WHAT THE TASK REQUIRES:
Count how many lines in the data below contain the string "credit", with uppercase and lowercase letters treated as different. Report only that number.

DATA RECORDS:
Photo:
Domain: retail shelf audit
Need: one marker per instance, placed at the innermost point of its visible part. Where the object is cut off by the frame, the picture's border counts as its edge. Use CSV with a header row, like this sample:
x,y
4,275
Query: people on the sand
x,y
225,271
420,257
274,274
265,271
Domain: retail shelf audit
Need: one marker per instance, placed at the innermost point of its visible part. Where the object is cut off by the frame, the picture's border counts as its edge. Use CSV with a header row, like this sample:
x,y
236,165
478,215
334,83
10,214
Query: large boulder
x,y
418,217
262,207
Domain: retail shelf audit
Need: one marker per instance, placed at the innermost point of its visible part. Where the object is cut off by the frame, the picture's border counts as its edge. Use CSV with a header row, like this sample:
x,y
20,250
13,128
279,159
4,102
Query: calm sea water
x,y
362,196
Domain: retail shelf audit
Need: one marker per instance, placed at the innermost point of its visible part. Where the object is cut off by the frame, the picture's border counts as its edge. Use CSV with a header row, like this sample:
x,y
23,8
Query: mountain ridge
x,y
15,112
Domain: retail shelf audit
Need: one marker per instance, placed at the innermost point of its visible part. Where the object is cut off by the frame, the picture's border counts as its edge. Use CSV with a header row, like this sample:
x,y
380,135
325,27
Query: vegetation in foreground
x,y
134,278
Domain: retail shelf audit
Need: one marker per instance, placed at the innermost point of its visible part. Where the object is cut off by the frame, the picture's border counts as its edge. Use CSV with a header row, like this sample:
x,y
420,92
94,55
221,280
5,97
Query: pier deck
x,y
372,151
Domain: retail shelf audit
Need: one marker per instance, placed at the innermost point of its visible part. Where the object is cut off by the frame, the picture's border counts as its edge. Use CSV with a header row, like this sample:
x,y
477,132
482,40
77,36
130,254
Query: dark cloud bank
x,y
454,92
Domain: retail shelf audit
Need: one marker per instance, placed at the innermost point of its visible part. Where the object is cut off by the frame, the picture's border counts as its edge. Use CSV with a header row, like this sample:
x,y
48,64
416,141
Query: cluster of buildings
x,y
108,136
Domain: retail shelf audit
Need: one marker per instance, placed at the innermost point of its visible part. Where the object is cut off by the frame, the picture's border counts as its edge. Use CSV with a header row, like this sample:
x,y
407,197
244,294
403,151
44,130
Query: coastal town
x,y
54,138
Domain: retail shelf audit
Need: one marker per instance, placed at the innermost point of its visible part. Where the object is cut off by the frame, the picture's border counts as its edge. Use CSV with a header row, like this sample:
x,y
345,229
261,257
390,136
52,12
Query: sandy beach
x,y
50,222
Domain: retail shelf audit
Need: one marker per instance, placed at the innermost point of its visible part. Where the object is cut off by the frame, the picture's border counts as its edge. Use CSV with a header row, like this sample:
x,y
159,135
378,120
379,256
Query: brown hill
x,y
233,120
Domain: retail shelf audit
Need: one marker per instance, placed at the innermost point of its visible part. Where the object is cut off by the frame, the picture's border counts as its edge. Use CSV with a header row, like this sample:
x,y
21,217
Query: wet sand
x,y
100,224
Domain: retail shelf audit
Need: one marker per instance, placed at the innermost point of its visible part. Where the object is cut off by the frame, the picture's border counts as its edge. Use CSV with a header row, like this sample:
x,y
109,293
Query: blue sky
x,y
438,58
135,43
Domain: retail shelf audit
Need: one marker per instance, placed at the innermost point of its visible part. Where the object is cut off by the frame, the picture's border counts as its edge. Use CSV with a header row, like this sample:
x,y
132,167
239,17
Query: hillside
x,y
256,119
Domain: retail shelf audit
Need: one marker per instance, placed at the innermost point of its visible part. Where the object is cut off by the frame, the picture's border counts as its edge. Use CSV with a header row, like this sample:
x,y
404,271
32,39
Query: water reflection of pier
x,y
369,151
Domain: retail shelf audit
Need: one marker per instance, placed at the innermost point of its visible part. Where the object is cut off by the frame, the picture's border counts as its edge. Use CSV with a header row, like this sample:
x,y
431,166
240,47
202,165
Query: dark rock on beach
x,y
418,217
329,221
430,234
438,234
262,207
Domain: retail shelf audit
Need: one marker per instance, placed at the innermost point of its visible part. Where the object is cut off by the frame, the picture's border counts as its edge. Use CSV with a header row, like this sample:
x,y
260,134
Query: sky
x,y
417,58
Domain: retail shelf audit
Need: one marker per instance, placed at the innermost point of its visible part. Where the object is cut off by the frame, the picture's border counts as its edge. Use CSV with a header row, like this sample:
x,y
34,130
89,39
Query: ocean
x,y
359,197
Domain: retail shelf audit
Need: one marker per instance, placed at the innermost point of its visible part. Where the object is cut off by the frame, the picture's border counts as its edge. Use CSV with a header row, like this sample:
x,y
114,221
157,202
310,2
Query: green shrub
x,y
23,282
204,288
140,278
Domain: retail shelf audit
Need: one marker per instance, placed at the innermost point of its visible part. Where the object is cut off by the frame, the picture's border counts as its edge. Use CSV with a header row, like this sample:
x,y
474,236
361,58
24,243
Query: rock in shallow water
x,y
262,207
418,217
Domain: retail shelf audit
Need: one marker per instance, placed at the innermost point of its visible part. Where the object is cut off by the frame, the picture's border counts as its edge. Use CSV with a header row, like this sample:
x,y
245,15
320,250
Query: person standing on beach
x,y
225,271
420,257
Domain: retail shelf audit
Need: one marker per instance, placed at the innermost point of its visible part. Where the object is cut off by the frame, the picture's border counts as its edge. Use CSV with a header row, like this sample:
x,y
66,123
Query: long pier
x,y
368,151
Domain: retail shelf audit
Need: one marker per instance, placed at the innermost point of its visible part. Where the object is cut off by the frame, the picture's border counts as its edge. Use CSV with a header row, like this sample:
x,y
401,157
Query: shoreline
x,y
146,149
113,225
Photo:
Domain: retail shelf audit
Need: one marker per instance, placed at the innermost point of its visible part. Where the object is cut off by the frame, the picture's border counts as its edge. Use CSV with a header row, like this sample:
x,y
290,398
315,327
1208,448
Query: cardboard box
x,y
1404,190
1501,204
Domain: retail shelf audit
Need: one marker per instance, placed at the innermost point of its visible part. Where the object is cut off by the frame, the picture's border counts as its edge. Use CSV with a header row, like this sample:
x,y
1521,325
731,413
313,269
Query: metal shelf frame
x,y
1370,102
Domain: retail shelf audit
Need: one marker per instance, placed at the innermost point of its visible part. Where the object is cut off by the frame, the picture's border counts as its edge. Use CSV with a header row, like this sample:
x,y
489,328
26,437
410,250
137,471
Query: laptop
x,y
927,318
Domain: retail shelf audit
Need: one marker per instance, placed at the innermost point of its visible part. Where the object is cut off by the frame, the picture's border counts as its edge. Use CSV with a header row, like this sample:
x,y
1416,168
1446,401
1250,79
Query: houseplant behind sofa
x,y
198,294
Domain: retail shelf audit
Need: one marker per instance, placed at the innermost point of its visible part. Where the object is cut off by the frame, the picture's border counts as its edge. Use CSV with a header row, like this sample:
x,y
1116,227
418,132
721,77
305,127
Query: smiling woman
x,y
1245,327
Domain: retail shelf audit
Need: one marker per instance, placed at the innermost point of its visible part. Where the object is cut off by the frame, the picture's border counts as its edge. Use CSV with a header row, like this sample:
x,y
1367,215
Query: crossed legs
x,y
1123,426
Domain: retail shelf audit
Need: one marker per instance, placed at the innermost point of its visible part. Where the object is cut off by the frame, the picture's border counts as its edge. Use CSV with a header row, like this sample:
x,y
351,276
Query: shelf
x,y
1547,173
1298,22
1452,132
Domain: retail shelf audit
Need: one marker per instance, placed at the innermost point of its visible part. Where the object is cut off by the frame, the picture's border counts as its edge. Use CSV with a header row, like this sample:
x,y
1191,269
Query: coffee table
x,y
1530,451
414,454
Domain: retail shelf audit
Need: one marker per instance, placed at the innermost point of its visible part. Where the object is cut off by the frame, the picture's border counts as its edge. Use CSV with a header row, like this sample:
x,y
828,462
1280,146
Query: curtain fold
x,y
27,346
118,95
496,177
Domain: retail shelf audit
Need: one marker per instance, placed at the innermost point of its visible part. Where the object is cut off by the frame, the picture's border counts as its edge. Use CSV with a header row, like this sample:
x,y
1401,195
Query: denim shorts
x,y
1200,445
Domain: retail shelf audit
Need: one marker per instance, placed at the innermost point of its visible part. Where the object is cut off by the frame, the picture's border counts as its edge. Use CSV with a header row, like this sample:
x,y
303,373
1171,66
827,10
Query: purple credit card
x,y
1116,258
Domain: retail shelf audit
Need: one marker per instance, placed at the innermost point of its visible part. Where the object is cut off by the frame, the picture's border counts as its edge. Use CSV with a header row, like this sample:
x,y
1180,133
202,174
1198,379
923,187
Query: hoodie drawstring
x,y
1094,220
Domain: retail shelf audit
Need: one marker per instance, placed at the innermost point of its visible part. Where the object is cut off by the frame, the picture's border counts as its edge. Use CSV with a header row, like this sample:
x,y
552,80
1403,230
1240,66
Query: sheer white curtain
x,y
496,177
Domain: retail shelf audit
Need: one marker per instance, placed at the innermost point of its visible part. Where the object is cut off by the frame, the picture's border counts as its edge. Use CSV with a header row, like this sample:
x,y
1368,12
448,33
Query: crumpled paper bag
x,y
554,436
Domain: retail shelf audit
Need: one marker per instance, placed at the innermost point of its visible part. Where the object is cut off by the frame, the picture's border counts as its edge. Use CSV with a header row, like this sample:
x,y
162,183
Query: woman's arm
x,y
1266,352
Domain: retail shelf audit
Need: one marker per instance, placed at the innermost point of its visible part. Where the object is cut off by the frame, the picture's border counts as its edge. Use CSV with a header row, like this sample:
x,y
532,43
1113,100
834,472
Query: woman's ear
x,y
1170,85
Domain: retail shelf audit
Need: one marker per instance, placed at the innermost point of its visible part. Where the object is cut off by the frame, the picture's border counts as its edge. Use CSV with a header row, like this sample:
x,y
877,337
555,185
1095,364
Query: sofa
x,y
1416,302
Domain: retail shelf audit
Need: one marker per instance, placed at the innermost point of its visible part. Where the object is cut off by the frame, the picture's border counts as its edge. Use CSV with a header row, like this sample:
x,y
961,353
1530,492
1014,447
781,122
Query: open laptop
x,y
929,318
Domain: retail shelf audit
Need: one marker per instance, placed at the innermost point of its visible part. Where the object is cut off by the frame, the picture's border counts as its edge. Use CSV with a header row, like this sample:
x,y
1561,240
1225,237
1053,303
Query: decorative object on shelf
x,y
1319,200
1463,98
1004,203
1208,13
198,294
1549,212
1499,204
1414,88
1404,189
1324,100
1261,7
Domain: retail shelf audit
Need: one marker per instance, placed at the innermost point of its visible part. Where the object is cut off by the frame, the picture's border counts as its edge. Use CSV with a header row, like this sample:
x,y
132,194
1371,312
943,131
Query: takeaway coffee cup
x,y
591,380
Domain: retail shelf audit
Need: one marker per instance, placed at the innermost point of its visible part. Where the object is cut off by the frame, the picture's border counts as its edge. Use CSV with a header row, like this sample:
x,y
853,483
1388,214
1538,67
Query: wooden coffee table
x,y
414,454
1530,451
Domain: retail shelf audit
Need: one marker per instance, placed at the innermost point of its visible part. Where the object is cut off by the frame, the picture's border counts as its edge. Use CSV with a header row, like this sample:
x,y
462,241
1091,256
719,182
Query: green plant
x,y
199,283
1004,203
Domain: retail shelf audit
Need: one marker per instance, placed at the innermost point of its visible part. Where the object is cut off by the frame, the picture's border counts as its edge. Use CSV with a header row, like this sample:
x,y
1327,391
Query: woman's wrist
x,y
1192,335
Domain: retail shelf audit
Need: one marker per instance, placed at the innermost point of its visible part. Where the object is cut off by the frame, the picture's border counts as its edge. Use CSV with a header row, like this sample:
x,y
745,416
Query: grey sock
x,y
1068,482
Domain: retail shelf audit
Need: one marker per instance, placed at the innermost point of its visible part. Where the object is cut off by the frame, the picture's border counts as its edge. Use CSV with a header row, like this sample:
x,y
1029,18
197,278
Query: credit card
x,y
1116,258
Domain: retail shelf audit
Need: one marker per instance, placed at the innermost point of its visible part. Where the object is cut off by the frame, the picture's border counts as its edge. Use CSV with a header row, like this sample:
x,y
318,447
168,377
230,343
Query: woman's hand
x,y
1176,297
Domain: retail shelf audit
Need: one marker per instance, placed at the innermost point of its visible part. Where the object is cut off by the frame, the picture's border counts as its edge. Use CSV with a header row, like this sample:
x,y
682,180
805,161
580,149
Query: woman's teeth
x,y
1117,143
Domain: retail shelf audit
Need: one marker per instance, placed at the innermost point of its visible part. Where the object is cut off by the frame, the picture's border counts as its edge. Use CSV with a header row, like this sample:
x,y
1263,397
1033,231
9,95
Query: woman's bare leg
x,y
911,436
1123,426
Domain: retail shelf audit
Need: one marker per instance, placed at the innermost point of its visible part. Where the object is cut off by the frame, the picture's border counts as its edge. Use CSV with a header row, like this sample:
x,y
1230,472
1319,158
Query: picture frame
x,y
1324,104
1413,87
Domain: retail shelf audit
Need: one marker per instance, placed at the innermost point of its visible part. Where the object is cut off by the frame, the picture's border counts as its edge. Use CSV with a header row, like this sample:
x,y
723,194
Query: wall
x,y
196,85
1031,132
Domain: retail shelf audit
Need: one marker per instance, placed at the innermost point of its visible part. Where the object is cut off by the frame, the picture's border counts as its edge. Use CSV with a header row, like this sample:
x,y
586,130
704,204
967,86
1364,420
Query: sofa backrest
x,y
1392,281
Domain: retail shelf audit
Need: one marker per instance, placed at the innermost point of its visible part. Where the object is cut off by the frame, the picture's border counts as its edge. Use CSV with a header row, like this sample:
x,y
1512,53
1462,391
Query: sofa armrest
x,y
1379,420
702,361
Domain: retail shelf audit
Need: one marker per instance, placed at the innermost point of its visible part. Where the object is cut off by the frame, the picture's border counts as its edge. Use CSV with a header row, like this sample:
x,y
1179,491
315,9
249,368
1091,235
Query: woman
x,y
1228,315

FINAL ANSWER:
2